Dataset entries
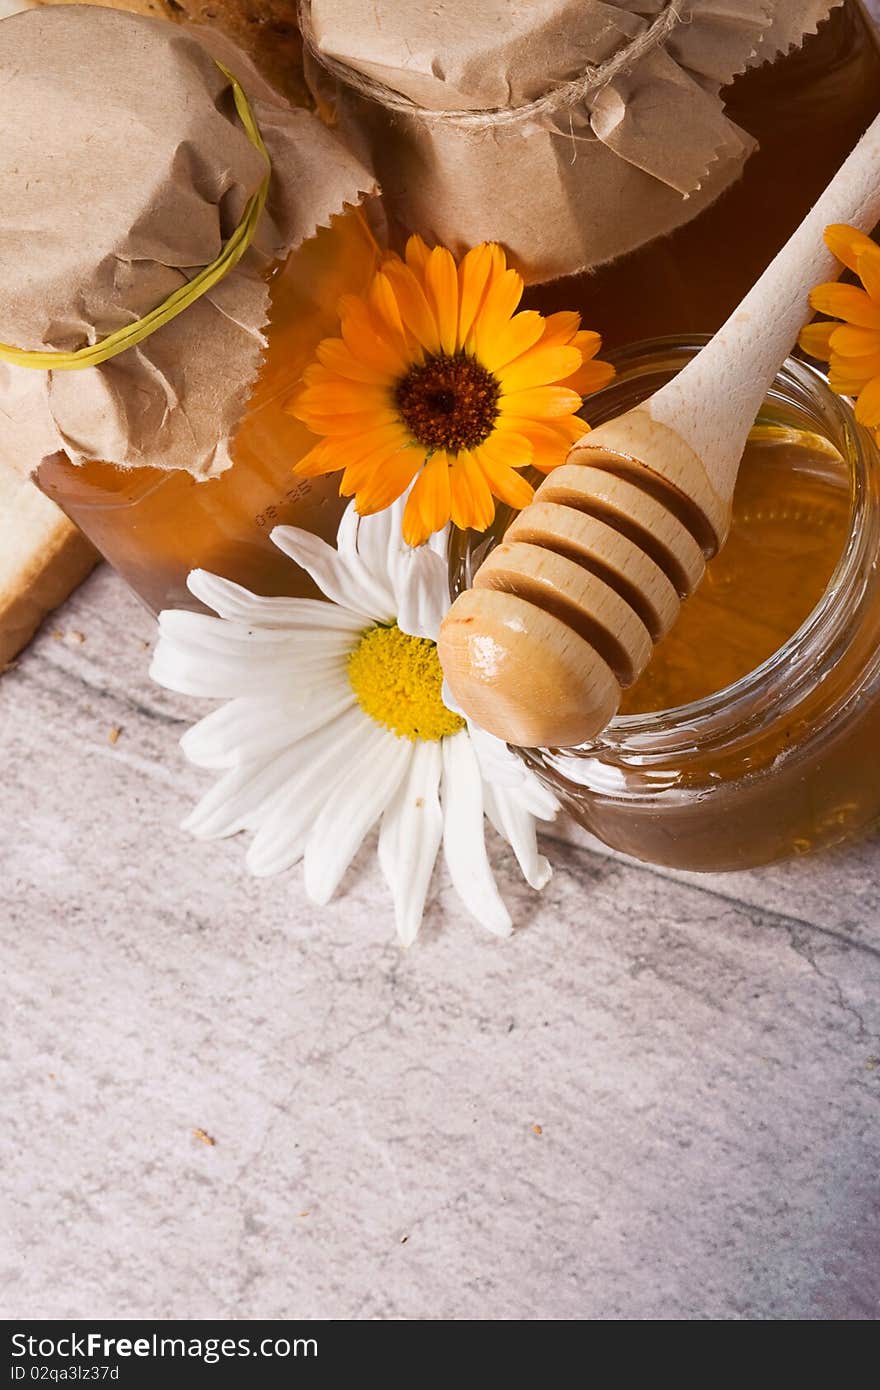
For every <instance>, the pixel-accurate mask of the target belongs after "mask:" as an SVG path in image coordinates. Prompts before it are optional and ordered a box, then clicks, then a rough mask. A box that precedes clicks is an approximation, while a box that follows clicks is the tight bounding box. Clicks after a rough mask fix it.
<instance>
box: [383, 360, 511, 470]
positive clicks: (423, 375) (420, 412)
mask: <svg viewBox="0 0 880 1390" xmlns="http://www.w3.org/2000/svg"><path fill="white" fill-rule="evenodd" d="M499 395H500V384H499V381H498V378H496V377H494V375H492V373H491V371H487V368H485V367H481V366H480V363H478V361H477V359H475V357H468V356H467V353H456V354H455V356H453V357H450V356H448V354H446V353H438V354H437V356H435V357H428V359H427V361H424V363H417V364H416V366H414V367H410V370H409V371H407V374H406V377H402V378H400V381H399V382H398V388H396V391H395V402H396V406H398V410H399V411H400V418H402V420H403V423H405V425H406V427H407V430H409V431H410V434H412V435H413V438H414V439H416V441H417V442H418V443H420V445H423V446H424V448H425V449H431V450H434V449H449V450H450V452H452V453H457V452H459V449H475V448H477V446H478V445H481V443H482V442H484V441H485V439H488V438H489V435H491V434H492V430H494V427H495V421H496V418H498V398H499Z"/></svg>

DIRECTIONS. The lines from the top of the data above through the one holding "box: [383, 360, 511, 470]" are to be repeated exactly, and only those, with no pictures.

RESULT OF THE TASK.
For every <instance>, the pixel-accurate mask of the target belongs after "mask:" as an SVG path in image coordinates. Prompts before it are optional and ordered a box, then clicks, then a rough mask. A box that precedes clicks is an approximation, while a box that follows clicks is the tight bounding box. Clicks after a rough mask fix it.
<instance>
box: [383, 360, 511, 470]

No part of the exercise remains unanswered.